TASK DATA:

-------------------------

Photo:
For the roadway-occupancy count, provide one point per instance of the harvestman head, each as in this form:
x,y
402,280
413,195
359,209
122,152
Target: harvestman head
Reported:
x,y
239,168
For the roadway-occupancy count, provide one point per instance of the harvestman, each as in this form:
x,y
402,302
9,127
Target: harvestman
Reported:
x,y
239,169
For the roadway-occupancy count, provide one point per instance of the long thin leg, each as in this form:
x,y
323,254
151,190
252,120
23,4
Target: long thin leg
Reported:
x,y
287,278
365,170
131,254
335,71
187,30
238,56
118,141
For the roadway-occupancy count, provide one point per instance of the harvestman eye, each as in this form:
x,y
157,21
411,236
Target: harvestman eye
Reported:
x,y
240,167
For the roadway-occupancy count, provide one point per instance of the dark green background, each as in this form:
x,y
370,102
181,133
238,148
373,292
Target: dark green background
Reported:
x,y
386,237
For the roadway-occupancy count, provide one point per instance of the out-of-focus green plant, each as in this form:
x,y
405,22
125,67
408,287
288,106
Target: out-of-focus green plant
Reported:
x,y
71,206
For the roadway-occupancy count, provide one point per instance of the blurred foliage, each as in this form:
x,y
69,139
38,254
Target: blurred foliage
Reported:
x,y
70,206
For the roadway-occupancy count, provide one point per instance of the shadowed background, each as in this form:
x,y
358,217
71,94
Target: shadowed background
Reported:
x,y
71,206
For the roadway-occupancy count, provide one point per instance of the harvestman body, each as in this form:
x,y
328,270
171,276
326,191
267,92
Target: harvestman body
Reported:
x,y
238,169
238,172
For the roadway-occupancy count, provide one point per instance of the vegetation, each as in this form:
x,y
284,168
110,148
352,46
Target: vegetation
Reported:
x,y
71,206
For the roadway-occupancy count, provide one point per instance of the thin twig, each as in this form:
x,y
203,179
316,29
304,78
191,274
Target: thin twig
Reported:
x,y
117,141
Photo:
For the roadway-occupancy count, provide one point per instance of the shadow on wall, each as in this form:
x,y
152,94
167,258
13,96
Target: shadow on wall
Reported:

-------------------------

STATED PROBLEM: Quote the entire listing above exactly.

EXERCISE OUTPUT:
Photo:
For the roadway-occupancy count, provide one point per instance of the harvestman head, each as in this form:
x,y
402,280
413,195
359,209
122,152
Target: harvestman head
Reported:
x,y
239,168
For the roadway-occupancy count, provide one point per instance of the harvestman, each as in this form:
x,y
402,302
9,127
Target: harvestman
Reported:
x,y
239,169
For the roadway-occupancy count, provide one point per instance of the long thin leg, each as in this form:
x,y
323,254
151,190
252,120
23,4
Target: long thin leg
Reported:
x,y
287,278
365,170
131,254
335,71
187,30
238,56
118,141
For the roadway-occupancy count, provide one point per instance of the harvestman eye, each as in this form:
x,y
157,21
411,236
Target: harvestman eye
Reported:
x,y
240,167
For the roadway-occupancy count, provide one point per instance of the dark green background, each as in this form:
x,y
370,102
181,133
238,148
373,292
Target: dark green background
Reported:
x,y
386,237
For the roadway-occupancy count, provide one point per instance of the out-of-focus green plant, each as in this form:
x,y
405,22
125,67
408,287
288,106
Target: out-of-focus green plant
Reported:
x,y
71,206
For the roadway-occupancy count, provide one point per instance of the blurred foliage, each as in this form:
x,y
69,139
38,254
Target: blurred foliage
Reported:
x,y
70,206
For the roadway-occupancy count, provide one point per instance of the shadowed background, each as in this form:
x,y
358,217
71,94
Target: shadowed background
Reported:
x,y
71,206
For the roadway-occupancy count, provide one point per instance of the harvestman body, each as in this form:
x,y
328,270
171,276
326,191
267,92
Target: harvestman body
Reported:
x,y
238,169
238,172
For the roadway-occupancy count, provide one point per instance of the vegetation, each as in this form:
x,y
284,168
110,148
352,46
Target: vegetation
Reported:
x,y
71,206
For the roadway-occupancy count, provide one point per instance of the thin twig, each as in this form:
x,y
203,179
316,29
304,78
191,274
Target: thin twig
Reported:
x,y
117,141
Photo:
For the roadway-occupancy count, provide one point per instance of the shadow on wall, each as in this form:
x,y
152,94
167,258
13,96
Target: shadow on wall
Reported:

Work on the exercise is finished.